Indiquez si chacun des énoncés suivants est conforme à l’extrait sur l’entrée de la Division Leclerc dans Paris, en répondant par oui ou par non et en citant textuellement les mots de l’extrait qui permettent de trancher. 1. Les hommes du capitaine Dronne entrent dans Paris le 24 août 1944. 2. La 9ème compagnie du Régiment de Marche du Tchad compte 15 half-tracks. 3. Ce sont les policiers parisiens qui actionnent le bourdon de Notre-Dame.
===== Extrait de page =====
Enfonçant des portes ouvertes, au milieu d’un enthousiasme populaire indescriptible qui gêne les combattants, la Division Leclerc avance vers la capitale. Soudain, derrière l’ennemi qui reflue en désordre dans la banlieue, les Parisiens voient les trois couleurs sur les tourelles des chars Sherman. À la surprise initiale succède une indicible fierté et des explosions de joie, la foule envahit les rues, on monte sur les chars, les drapeaux fleurissent, la rumeur se propage jusqu’à Paris :
« Les Français, ce sont des Français de Leclerc ! »
La résistance allemande est culbutée, et les hommes du capitaine Dronne entrent dans Paris, par la porte d’Italie et la porte d’Orléans, le 24 août 1944 : la 9ème compagnie du Régiment de Marche du Tchad (surnommée « la Nueve ») est forte de 15 véhicules blindés (dont 11 half-tracks). Elle va se poster en renfort des FFI devant l’Hôtel de Ville, le 24 août à 21h20, pendant que les policiers parisiens actionnent le bourdon de Notre-Dame.
===== Enregistrements =====
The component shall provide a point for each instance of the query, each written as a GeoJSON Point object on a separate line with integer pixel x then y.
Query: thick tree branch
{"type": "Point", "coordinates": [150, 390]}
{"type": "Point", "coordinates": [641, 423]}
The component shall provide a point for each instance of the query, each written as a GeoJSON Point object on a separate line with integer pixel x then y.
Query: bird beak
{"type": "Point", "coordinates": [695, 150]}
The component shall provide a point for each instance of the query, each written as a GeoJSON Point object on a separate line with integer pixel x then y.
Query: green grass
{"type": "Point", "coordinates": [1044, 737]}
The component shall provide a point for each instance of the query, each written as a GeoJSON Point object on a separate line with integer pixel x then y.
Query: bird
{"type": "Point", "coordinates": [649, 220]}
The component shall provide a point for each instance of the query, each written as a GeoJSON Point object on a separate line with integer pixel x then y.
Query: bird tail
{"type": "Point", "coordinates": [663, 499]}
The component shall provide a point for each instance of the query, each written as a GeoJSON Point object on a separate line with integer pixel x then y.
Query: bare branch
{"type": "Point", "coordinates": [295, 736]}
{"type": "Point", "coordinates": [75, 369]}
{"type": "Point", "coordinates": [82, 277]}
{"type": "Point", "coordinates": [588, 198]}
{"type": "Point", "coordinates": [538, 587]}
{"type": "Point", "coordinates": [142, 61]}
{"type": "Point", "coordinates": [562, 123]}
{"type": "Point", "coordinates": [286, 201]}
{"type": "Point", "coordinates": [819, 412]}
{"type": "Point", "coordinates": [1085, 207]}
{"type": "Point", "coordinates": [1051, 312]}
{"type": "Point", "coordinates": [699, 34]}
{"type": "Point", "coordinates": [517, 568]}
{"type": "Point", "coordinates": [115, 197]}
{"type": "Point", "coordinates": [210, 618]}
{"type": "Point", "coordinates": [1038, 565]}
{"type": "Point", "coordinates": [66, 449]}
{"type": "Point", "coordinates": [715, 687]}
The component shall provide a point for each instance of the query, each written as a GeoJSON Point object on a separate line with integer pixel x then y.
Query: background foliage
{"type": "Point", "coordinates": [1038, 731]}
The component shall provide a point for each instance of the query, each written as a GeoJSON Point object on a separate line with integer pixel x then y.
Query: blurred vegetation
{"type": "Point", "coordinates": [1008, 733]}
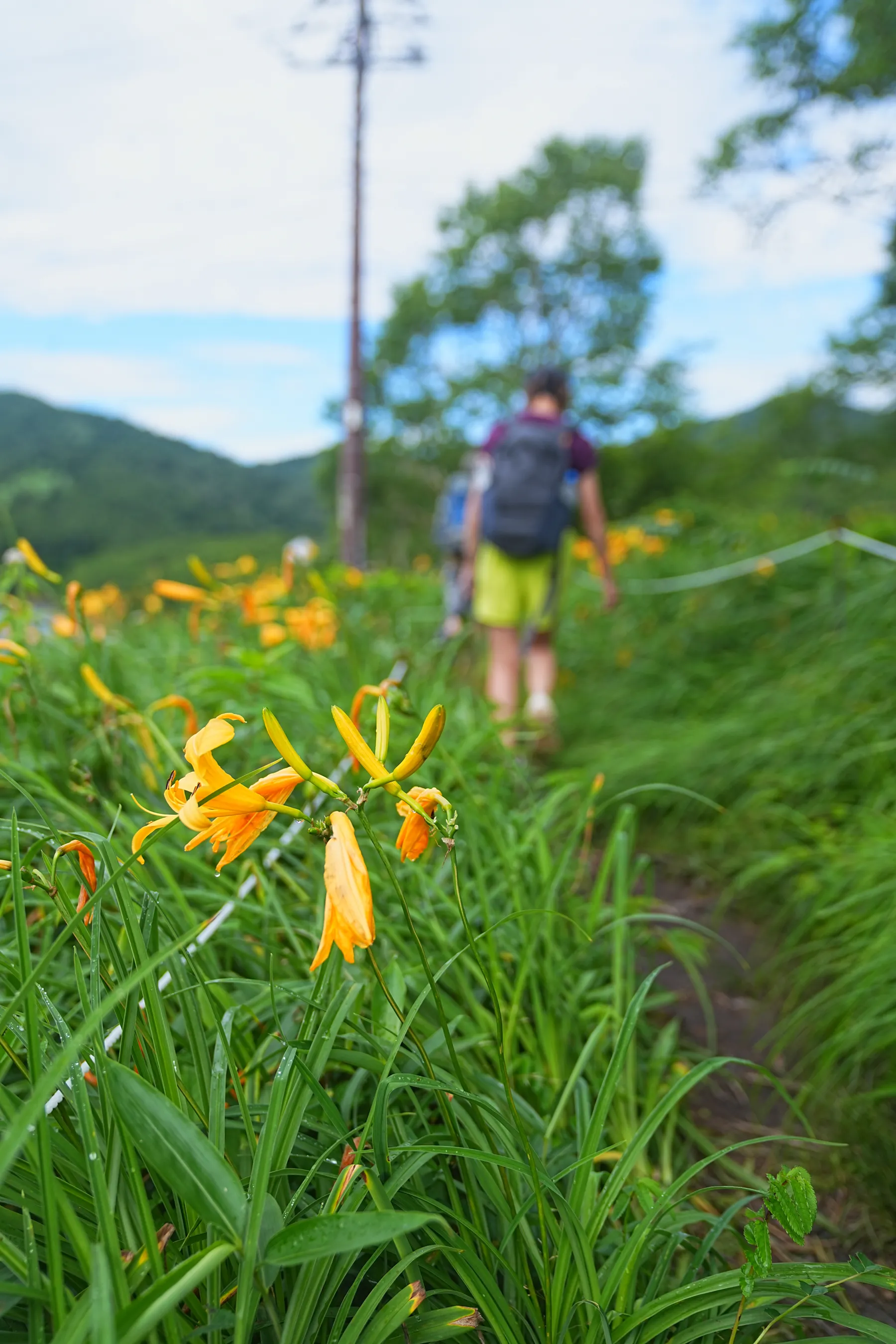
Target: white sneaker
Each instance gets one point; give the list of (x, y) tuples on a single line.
=====
Réponse finale:
1. Oui : « les hommes du capitaine Dronne entrent dans Paris, par la porte d’Italie et la porte d’Orléans, le 24 août 1944 ».
2. Non : « est forte de 15 véhicules blindés (dont 11 half-tracks) ».
3. Oui : « pendant que les policiers parisiens actionnent le bourdon de Notre-Dame ».